*TASK TO CARRY OUT*
Please recast the part of the data that opens with the line containing "Query: interlocking paver" and closes with the line containing "Mark the region of every instance of the interlocking" as a numbered list, leaving out any blank lines. Include only those lines, both ends among them.

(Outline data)
------------------------------------
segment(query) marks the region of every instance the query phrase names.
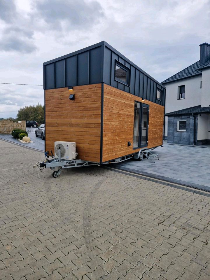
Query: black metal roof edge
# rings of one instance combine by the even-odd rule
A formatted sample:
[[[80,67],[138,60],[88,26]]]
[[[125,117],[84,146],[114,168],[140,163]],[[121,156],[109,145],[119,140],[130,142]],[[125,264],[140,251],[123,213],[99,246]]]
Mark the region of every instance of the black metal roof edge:
[[[101,42],[99,43],[97,43],[96,44],[94,44],[91,46],[89,46],[89,47],[86,47],[86,48],[84,48],[83,49],[81,49],[81,50],[79,50],[75,52],[70,52],[67,55],[62,55],[62,56],[60,56],[59,57],[57,57],[56,58],[54,58],[54,59],[51,60],[48,60],[48,61],[46,61],[46,62],[43,62],[43,65],[46,65],[47,64],[50,64],[50,63],[52,63],[53,62],[55,62],[56,61],[58,61],[59,60],[61,60],[62,59],[64,59],[64,58],[67,58],[67,57],[69,57],[71,56],[73,56],[73,55],[76,55],[78,54],[81,52],[84,52],[86,51],[87,50],[92,50],[92,49],[94,48],[97,48],[97,47],[99,47],[100,46],[102,46],[103,45],[104,45],[104,41],[102,41]]]
[[[209,67],[210,67],[210,66],[209,66]],[[175,75],[176,75],[176,74],[175,74]],[[179,79],[177,79],[176,80],[173,80],[170,81],[169,82],[166,82],[165,83],[164,83],[162,82],[161,83],[162,85],[165,85],[166,84],[169,84],[171,83],[174,83],[174,82],[177,82],[178,81],[180,81],[182,80],[186,80],[187,79],[190,79],[190,78],[193,78],[194,77],[196,77],[196,76],[202,76],[202,73],[201,73],[200,74],[195,74],[190,76],[188,76],[186,77],[185,77],[183,78],[180,78]]]
[[[122,55],[121,53],[120,52],[118,52],[118,50],[117,50],[116,49],[115,49],[114,48],[113,48],[113,47],[112,47],[111,45],[109,45],[105,41],[102,41],[101,42],[100,42],[99,43],[97,43],[96,44],[92,45],[91,46],[89,46],[89,47],[86,47],[84,48],[83,49],[81,49],[81,50],[77,50],[76,51],[74,52],[71,52],[70,53],[69,53],[67,55],[63,55],[62,56],[60,56],[59,57],[57,57],[56,58],[55,58],[54,59],[52,59],[50,60],[48,60],[48,61],[46,61],[46,62],[43,62],[43,65],[45,65],[48,64],[50,64],[50,63],[55,62],[56,61],[58,61],[59,60],[61,60],[62,59],[64,59],[65,58],[67,58],[67,57],[69,57],[71,56],[73,56],[75,55],[76,55],[78,54],[79,53],[81,53],[82,52],[84,52],[86,51],[87,50],[92,50],[92,49],[94,48],[97,48],[98,47],[99,47],[100,46],[102,46],[103,45],[104,45],[106,47],[107,47],[111,50],[113,52],[115,52],[118,55],[121,56],[123,59],[124,59],[125,60],[126,60],[126,61],[130,63],[130,64],[131,64],[134,67],[135,67],[135,68],[136,68],[138,70],[139,70],[139,71],[142,73],[146,75],[148,77],[150,78],[157,84],[158,84],[158,85],[160,85],[165,89],[166,88],[165,87],[163,84],[162,84],[161,83],[160,83],[160,82],[158,82],[157,80],[155,80],[155,79],[154,79],[154,78],[153,78],[153,77],[147,73],[145,71],[144,71],[144,70],[143,70],[142,69],[141,69],[141,68],[140,68],[140,67],[139,67],[139,66],[135,64],[135,63],[134,63],[133,62],[132,62],[132,61],[125,57],[124,55]]]
[[[154,82],[155,82],[155,83],[156,83],[159,85],[160,85],[164,88],[166,88],[163,85],[162,83],[160,83],[160,82],[158,82],[157,80],[155,80],[155,79],[154,79],[154,78],[152,77],[151,76],[150,76],[148,74],[148,73],[147,73],[145,71],[144,71],[144,70],[143,70],[141,68],[140,68],[140,67],[137,65],[136,64],[135,64],[135,63],[134,63],[133,62],[132,62],[131,61],[131,60],[130,60],[130,59],[129,59],[127,58],[125,56],[125,55],[122,55],[120,52],[118,52],[118,50],[117,50],[116,49],[115,49],[114,48],[113,48],[113,47],[112,47],[111,45],[109,45],[106,42],[106,41],[103,41],[104,43],[104,44],[105,45],[106,47],[107,47],[107,48],[108,48],[110,49],[114,52],[115,52],[118,55],[121,56],[122,58],[125,60],[126,60],[126,61],[130,63],[130,64],[131,64],[132,66],[133,66],[135,68],[136,68],[138,69],[138,70],[139,70],[140,72],[143,73],[143,74],[144,74],[145,75],[146,75],[148,77],[153,80]]]
[[[192,108],[195,108],[196,107],[198,107],[200,106],[201,106],[201,105],[197,105],[196,106],[193,106],[192,107],[188,107],[188,108],[185,108],[184,109],[181,109],[180,110],[177,110],[176,111],[173,111],[172,112],[170,112],[168,113],[166,113],[165,114],[165,116],[166,116],[167,115],[168,115],[169,114],[172,114],[174,113],[176,113],[177,112],[179,112],[180,111],[183,111],[183,110],[187,110],[189,109],[192,109]],[[192,113],[187,113],[186,114],[184,114],[184,115],[191,115]],[[176,115],[183,115],[183,113],[180,113],[180,114],[176,114]]]
[[[200,71],[202,71],[203,69],[205,69],[207,68],[209,68],[209,67],[210,67],[210,65],[207,65],[206,66],[204,66],[203,67],[201,67],[200,68],[198,68],[198,70],[199,70]]]

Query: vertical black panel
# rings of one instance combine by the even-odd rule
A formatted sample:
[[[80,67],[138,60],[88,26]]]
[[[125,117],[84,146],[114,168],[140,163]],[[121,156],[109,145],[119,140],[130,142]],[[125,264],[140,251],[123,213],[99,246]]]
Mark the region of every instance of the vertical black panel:
[[[77,85],[88,84],[89,71],[89,52],[77,55]]]
[[[151,101],[153,101],[153,93],[154,92],[154,81],[152,80],[151,80],[151,88],[150,89],[150,100]]]
[[[122,84],[121,83],[118,83],[118,88],[119,88],[119,90],[124,90],[124,86],[123,84]]]
[[[54,63],[45,65],[45,89],[54,88]]]
[[[101,71],[101,47],[90,50],[90,83],[100,83]]]
[[[146,75],[144,77],[144,88],[143,93],[143,97],[145,99],[147,97],[147,76]]]
[[[140,73],[140,87],[139,88],[139,96],[143,97],[144,95],[144,74],[141,72]]]
[[[151,99],[151,101],[152,101],[153,102],[155,102],[155,103],[158,103],[157,102],[158,100],[156,99],[156,97],[157,97],[157,83],[155,83],[155,82],[154,82],[154,88],[153,90],[153,100]]]
[[[118,56],[114,52],[112,52],[112,55],[111,61],[111,85],[115,88],[118,87],[118,82],[115,80],[115,60],[117,60],[118,59]]]
[[[150,100],[150,89],[151,88],[151,79],[148,78],[147,79],[147,92],[146,99]]]
[[[135,68],[132,65],[131,66],[130,80],[130,92],[134,94],[135,92]]]
[[[127,92],[130,92],[130,87],[128,87],[127,85],[125,85],[124,87],[124,90],[125,91],[126,91]]]
[[[135,95],[139,96],[139,78],[140,72],[137,69],[136,70],[136,79],[135,81]]]
[[[77,85],[76,56],[66,59],[66,86]]]
[[[108,85],[111,84],[111,51],[106,47],[104,61],[104,81]]]
[[[64,59],[55,62],[55,88],[65,87],[64,62]]]

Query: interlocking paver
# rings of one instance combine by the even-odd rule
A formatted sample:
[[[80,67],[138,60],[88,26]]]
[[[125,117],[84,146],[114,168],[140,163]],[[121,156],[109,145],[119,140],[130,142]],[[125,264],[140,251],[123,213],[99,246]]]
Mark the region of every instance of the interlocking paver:
[[[141,262],[138,262],[137,265],[135,268],[131,269],[130,271],[133,274],[139,277],[141,279],[142,278],[142,274],[145,271],[148,271],[150,268]]]
[[[92,269],[85,264],[84,264],[80,268],[78,268],[77,270],[73,270],[71,273],[79,280],[81,280],[83,276],[88,272],[91,272],[92,271]]]
[[[38,270],[32,274],[27,274],[25,276],[27,280],[37,280],[43,277],[47,277],[48,275],[43,267],[40,267]]]
[[[1,144],[5,168],[8,158],[15,165],[41,155]],[[97,167],[64,170],[57,179],[37,171],[29,165],[1,177],[0,279],[210,277],[205,193]]]
[[[69,272],[71,272],[73,270],[76,270],[78,268],[71,261],[69,262],[68,264],[65,265],[65,266],[63,266],[63,267],[60,267],[62,268],[58,268],[57,269],[57,270],[63,277],[66,277]],[[46,271],[47,272],[47,270]]]
[[[108,273],[100,266],[98,266],[94,271],[88,273],[86,276],[91,280],[98,280],[100,277],[107,274]]]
------------------------------------
*TASK SOLUTION*
1. Query: interlocking paver
2. # rings of one instance combine by the even-odd rule
3. A formatted sample:
4. [[[80,67],[138,60],[88,26]]]
5. [[[125,117],[84,146],[114,168],[140,163]],[[121,156],[109,145],[119,140],[130,142]],[[125,264],[140,251],[123,213],[99,246]]]
6. Mark the region of every instance of the interlocking paver:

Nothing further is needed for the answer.